Texte juridique>

####################

Le 27 août 2016, le juge d'instruction a ordonné sa mise en liberté et son placement sous contrôle judiciaire.
Le 20 septembre 2019, le tribunal correctionnel de Bobigny a relaxé M. [B] des fins de la poursuite.
Le 19 mars 2020, M. [B] a déposé une requête auprès du premier président de la cour d'appel de Paris en vue d'être indemnisé de sa détention provisoire en application de l'article 149 du code de procédure pénale.
Il sollicite dans sa requête, complétée par des conclusions en date du 3 juin 2022 soutenues oralement à l'audience, les sommes suivantes :
- 16 000 euros au titre du préjudice moral,
- 4 520 euros au titre du préjudice matériel,
- 9 420 euros en réparation des frais d'avocat engagés,
- 2 500 euros sur le fondement de l'article 700 du code procédure civile.
Aux termes de ses conclusions déposées le 9 juin 2022 et soutenues à l'audience, l'agent judiciaire de l'Etat conclut à la recevabilité de la requête et propose de :
- fixer la somme due au titre du préjudice moral à 9 000 euros, celle due au titre du préjudice matériel à 4 520 euros et celle correspondant au remboursement des honoraires d'avocat à 3 300 euros,
- débouter le requérant de sa demande au titre de l'article 475-1 du code de procédure pénale.
Le procureur général par des écritures du 2 mai 2022 développées oralement, conclut à la recevabilité de la requête pour une détention provisoire indemnisable d'une durée de 3 mois et 29 jours, à l'indemnisation partielle du préjudice moral et matériel et au rejet de la demande formée au titre de l'article 475-1 du code de procédure pénale.
MOTIFS DE LA DECISION
Sur la recevabilité
Au regard des dispositions des articles 149-1, 149-2 et R 26 du code de procédure pénale, la personne qui a fait l'objet d'une détention provisoire au cours d'une procédure terminée à son égard par une décision de non-lieu, de relaxe ou d'acquittement devenue définitive, a droit, à sa demande, à la réparation intégrale du préjudice moral et matériel que lui a causé cette détention ; il lui appartient dans les six mois de cette décision, de saisir le premier président de la cour d'appel dans le ressort de laquelle celle-ci a été prononcée, par une requête, signée de sa main ou d'un mandataire, remise contre récépissé ou par lettre recommandée avec accusé de réception au greffe de la cour d'appel.
Cette requête doit contenir l'exposé des faits, le montant de la réparation demandée et toutes indications utiles prévues à l'article R26 du même code. Le délai de six mois ne courant à compter de la décision définitive que si la personne a été avisée de son droit à demander réparation ainsi que des dispositions des articles 149-1, 149-2 et 149-3 du code de procédure pénale.
M. [B] a présenté sa requête aux fins d'indemnisation le 19 mars 2020, dans le délai de six mois suivant le jour où la décision de relaxe est devenue définitive ainsi qu'il ressort du certificat de non appel du 13 février 2020 (et non 2019 comme mentionné par erreur) ; cette requête est signée par son avocat et la décision de relaxe n'est pas fondée sur un des cas d'exclusion visé à l'article 149 du code de procédure pénale.

####################

Données brutes>
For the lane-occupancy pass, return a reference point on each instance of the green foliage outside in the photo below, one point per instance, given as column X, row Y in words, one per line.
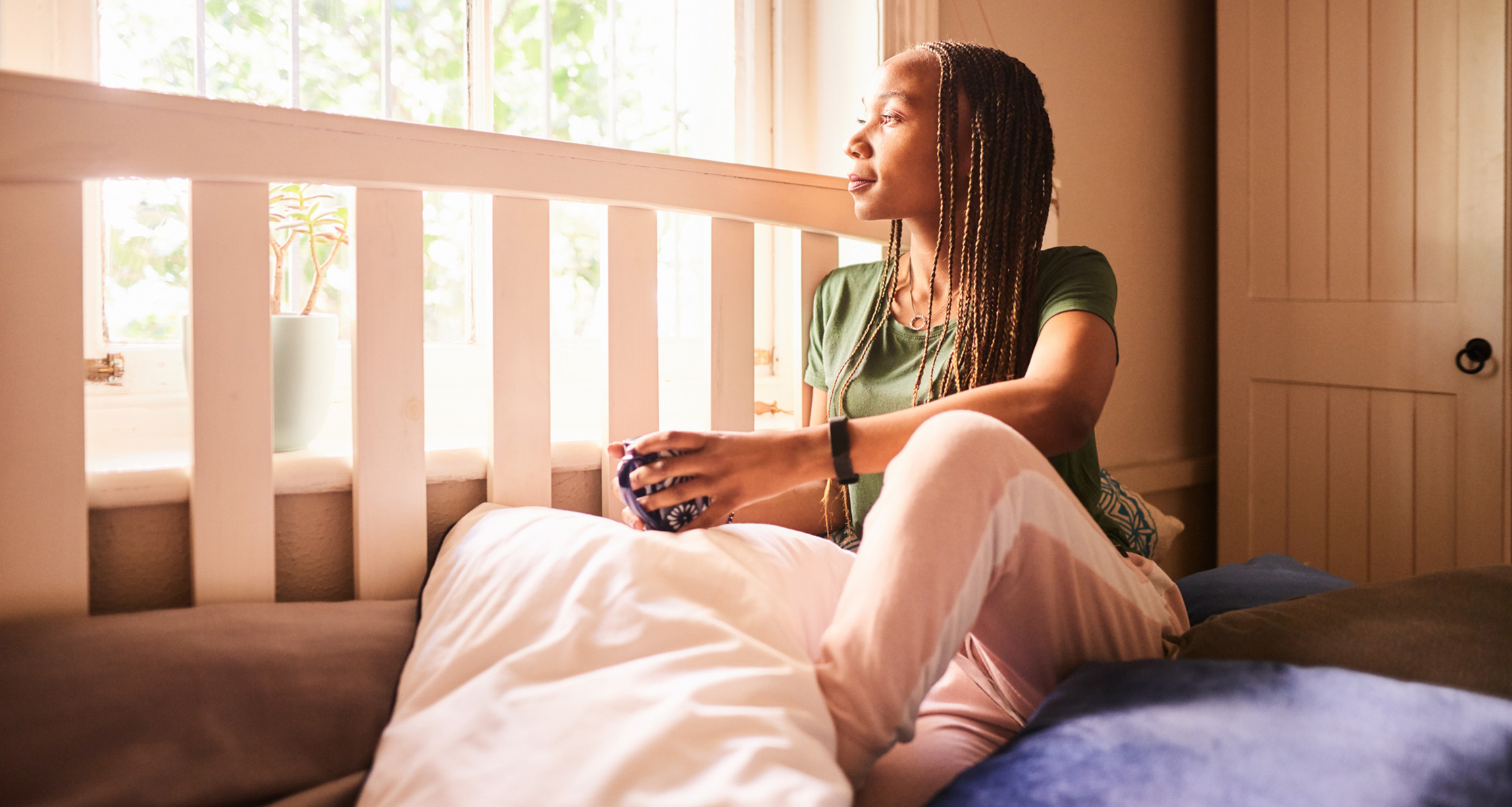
column 151, row 46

####################

Exercice proposé A>
Dans le texte sur la détention provisoire de M. [B], quel montant l'agent judiciaire de l'État propose-t-il de retenir au titre du préjudice moral ?
Exercice proposé B>
Poursuivez le texte sur la détention provisoire de M. [B] à partir de la dernière phrase présente.

Réponse attendue A>
9 000 euros.

Réponse attendue B>
La requête de M. [B] est donc recevable pour une durée de 3 mois et 29 jours correspondant à la période du 28 avril au 27 août 2016.
Sur l'indemnisation de son préjudice moral
M.[B] était âgé de 30 ans, célibataire et sans enfant, au moment de son incarcération.
Il soutient n'avoir jamais été incarcéré auparavant. Cependant, son casier judiciaire porte mention d'une condamnation à six mois d'emprisonnement prononcée le 4 avril 2012 par le tribunal correctionnel de Bobigny et exécutée le 13 septembre 2013 et de la révocation de la peine de 3 mois d'emprisonnement prononcée le 12 novembre 2007 et exécutée le 22 novembre 2013 sans qu'il justifie de l'aménagement de ces deux peines en contradiction avec ces mentions.
Son préjudice moral amoindri par le fait qu'il ne s'agissait pas de son premier choc carcéral est aggravé par des conditions d'incarcération difficiles à la maison d'arrêt de [Localité 4], dont la surpopulation et les mauvaises conditions d'hygiène corrélatives, impactant nécessairement le quotidien de chaque détenu, sont problématiques au regard de l'obligation de respect des droits fondamentaux et de la dignité des personnes incarcérées dans l'établissement, ainsi qu'il ressort du rapport du contrôleur général des lieux de privation de libertés de juillet 2017.
Ces éléments réunis déterminent une indemnisation du préjudice moral à hauteur de 12 000 euros.
Sur l'indemnisation de son préjudice matériel
-sur la perte de rémunération
M. [B] travaillait en exécution d'un contrat à durée indéterminée conclu le 1er octobre 2015 avec la société [3]. Il percevait un salaire mensuel de 1 130 euros net, de sorte qu'il lui sera alloué la somme de 4 520 euros au regard de la perte de salaire causée par son incarcération, somme qui n'est pas contestée par l'agent judiciaire de l'Etat.
-sur les honoraires d'avocats
S'agissant des honoraires d'avocat, seule la part des frais dont il est prouvé qu'ils sont en rapport direct avec la détention peut donner lieu à réparation étant précisé qu'aucune disposition n'exige que le requérant justifie s'être acquitté du paiement de la totalité des honoraires pour prétendre à l'indemnisation de ce chef de préjudice matériel.
Le Ministère public soutient à bon droit que doivent être rejetés les frais de déplacement au parloir dont il n'est pas justifié qu'ils rémunèrent des prestations directement liées à la privation de liberté. La facture du 2 mai 2016 n'est pas ventilée et son remboursement doit être rejeté quand bien même elle comprend des frais d'assistance au débat sur la détention provisoire devant le juge des libertés et de la détention dont le montant ne peut être extrait. Il sera fait droit à la demande au titre de la facture du29 août 2016 pour un montant de 2 700 euros et de la facture du 29 juillet 2016 d'un montant de 2 160 euros.
-sur les dépens et la demande sur le fondement de l'article 700 du code de procédure civile
L'Etat est condamné au dépens et au paiement de la somme de 2 000 euros sur le fondement des dispositions de l'article 700 du code de procédure civile, fondement dûment rectifié dans les conclusions de M. [B] du 3 juin 2022.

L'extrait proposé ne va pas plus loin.